TEXT PASSAGE:

▽

A prolific columnist as well, he has published articles on the distortions in economy, including the acclaimed ‘The hollowness of a $5-trillion economy’ in The Tribune. The book adds to a slim collection by a few intrepid ex-bureaucrats, led by former Finance Secretary Subhash Chandra Garg’s dripping-in-caustic-realism ‘We Also Make Policy’, that parts the curtains on the tightly-controlled policy formulation in the Modi era.
Not as granular as Garg’s book perhaps because Mohanty’s policy formulating spell lasted one year of the Modi government, yet, the sweep is wider and criticism is rarely held back. Mohanty objectively dissects the GST structure, banking and MSMEs, and state finances, to predict that far from being an Asian Tiger, the economy could be heading for a sustained slowdown. This prediction on the basis of detailed analyses of Central and state finances, and tax buoyancy, came well before the government recently admitted to weakening economic growth.
The jacket bills the book as provocative, iconoclastic and irreverent. That would be straitjacketing of what is a wide sweep of policy and implementation problems seen candidly and even-handedly through the lenses of a former policymaker. It also helps the reader look beyond the cascade of statistics that are the only window to policy-making at every level. Mohanty kicks off with an explanation on how crony capitalists, who typically acquire public assets and resources at suboptimal value, weaken the state’s capacity to lessen inequality, in turn leading to societal issues that need yet another framework for redressal.
Observing the government from close hand, he feels style has become content and “triumphalism is the style so everyone in the system learns to work on low hanging fruits... the system doesn’t have many who can differ with authority. In essence, no system prevails and only a compliant servitor occupies power”.

△

DATA SUPPLIED:

▽

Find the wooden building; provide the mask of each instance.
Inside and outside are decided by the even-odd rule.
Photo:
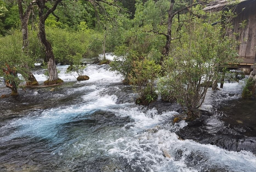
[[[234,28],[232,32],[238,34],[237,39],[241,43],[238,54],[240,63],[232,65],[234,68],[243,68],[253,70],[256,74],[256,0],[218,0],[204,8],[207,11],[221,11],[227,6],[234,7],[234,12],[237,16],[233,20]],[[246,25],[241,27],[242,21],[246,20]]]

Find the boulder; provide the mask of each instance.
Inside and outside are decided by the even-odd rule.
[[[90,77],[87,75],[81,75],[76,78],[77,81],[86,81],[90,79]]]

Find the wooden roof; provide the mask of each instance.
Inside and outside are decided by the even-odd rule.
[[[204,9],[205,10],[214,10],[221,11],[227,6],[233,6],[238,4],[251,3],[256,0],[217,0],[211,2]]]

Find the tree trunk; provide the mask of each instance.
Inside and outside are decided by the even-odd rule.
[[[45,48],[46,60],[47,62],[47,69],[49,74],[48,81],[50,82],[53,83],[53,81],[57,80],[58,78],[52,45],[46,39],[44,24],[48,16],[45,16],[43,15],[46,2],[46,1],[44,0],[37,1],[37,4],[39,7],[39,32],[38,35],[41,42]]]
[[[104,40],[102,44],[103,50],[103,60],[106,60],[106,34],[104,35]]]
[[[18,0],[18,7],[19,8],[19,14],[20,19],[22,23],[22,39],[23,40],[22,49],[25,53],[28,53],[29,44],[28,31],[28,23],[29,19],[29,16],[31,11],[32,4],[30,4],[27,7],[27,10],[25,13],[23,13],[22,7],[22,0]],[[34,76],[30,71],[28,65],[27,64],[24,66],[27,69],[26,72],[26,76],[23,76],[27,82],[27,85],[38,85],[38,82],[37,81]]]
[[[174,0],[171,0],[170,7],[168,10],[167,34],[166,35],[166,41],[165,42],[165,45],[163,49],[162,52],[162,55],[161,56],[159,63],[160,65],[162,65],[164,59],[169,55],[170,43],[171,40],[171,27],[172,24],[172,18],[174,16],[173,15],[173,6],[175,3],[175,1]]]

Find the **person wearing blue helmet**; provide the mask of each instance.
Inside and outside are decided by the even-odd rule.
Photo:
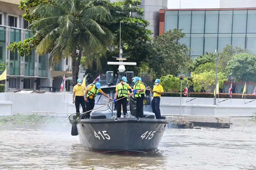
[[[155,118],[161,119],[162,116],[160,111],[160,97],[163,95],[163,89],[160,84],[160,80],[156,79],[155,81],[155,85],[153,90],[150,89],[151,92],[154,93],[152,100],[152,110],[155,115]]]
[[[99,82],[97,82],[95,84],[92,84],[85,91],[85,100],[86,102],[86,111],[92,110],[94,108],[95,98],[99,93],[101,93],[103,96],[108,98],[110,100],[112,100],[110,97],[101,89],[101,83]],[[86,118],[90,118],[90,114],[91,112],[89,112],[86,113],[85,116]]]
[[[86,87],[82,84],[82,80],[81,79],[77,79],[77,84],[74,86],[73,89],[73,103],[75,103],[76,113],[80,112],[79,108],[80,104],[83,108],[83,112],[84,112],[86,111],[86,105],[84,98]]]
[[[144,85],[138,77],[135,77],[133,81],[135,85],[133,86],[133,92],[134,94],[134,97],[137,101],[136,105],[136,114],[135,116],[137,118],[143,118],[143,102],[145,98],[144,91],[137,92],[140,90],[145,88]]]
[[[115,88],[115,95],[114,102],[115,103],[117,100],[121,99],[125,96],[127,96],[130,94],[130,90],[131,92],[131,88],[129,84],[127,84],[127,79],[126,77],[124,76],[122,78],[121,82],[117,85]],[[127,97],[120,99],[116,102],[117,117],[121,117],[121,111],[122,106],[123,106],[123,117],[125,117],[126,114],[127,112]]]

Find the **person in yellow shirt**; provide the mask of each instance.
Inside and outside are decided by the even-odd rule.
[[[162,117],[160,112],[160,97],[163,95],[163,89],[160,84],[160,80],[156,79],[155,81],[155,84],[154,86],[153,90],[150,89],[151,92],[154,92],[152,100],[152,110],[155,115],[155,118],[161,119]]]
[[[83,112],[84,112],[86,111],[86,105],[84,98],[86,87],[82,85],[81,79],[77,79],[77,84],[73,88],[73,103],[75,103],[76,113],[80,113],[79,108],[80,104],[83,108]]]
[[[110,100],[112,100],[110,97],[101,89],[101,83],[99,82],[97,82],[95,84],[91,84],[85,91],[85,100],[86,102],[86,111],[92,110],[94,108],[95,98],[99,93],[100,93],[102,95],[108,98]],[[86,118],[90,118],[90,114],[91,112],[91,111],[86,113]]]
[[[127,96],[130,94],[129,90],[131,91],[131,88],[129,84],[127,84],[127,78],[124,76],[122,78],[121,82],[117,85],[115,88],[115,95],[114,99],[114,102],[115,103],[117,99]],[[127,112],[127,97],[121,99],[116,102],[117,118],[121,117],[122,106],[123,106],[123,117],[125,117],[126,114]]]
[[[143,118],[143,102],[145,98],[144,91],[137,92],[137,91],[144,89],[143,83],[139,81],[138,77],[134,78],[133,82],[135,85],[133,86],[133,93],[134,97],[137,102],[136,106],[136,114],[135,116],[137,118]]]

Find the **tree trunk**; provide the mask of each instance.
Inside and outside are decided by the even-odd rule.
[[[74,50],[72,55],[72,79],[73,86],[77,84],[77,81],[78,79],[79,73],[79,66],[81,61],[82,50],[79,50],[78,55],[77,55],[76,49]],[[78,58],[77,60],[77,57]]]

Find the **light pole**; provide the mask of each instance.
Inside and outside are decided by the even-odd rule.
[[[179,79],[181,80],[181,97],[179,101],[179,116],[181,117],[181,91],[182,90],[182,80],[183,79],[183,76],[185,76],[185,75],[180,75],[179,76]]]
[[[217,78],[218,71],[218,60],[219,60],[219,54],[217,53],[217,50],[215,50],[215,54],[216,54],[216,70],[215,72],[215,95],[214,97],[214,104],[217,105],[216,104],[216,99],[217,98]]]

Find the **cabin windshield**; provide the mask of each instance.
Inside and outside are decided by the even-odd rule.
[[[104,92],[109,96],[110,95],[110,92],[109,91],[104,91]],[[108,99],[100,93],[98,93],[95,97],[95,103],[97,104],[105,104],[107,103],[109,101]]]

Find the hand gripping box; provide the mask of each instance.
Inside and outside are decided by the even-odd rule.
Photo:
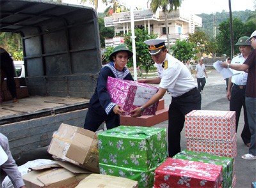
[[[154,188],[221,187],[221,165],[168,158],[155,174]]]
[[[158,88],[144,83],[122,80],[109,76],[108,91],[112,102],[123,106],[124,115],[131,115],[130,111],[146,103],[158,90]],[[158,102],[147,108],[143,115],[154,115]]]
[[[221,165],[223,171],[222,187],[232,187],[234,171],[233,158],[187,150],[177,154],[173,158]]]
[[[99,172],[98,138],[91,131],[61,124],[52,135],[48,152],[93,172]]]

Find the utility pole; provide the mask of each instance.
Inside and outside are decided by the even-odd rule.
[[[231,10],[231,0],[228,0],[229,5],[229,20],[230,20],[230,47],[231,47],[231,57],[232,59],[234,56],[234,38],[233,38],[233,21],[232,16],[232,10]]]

△

TASKS TO PERFORM:
1. Identify each line of the listing that contains the string "wooden", and copy those lines.
2. Write the next part of the book review on economic policy, starting after its final sentence.
The listing has no connection to the book review.

OUTPUTS IN ORDER:
1.
Find the wooden building; provide the mask of each instance.
Find the wooden roof; provide the mask of each instance.

2.
“There is no reprieve from the sinking feeling,” he notes, while trying to understand the economic mess, one of which is agriculture, where Mohanty pulls up the Centre for crowbarring the now-aborted farm laws through “stealth, lack of discussion and audacity without an alternative system”. But he feels the laws were sound and feels the Modi government only missed out the context of deliberation, consultation and the give-and-take for any policy to succeed. It is this non-ideological approach that gives credibility to his perception about the tanking quality of civil service recruits, or the need to end the absorption of ad hoc teachers as permanent faculty members in universities.
His account about the garbling of the GST structure is lucid, but an ordinary reader sometimes stumbles into an overload of didactic prose or motherhood and apple pie type of solutions to legacy problems in health, education and agriculture. One also wished for updating of some of the articles that are over three years old. Yet, this is a refreshing departure from hagiographic books that chronicle India’s trajectory as “aspiring”, “transforming” and “new”.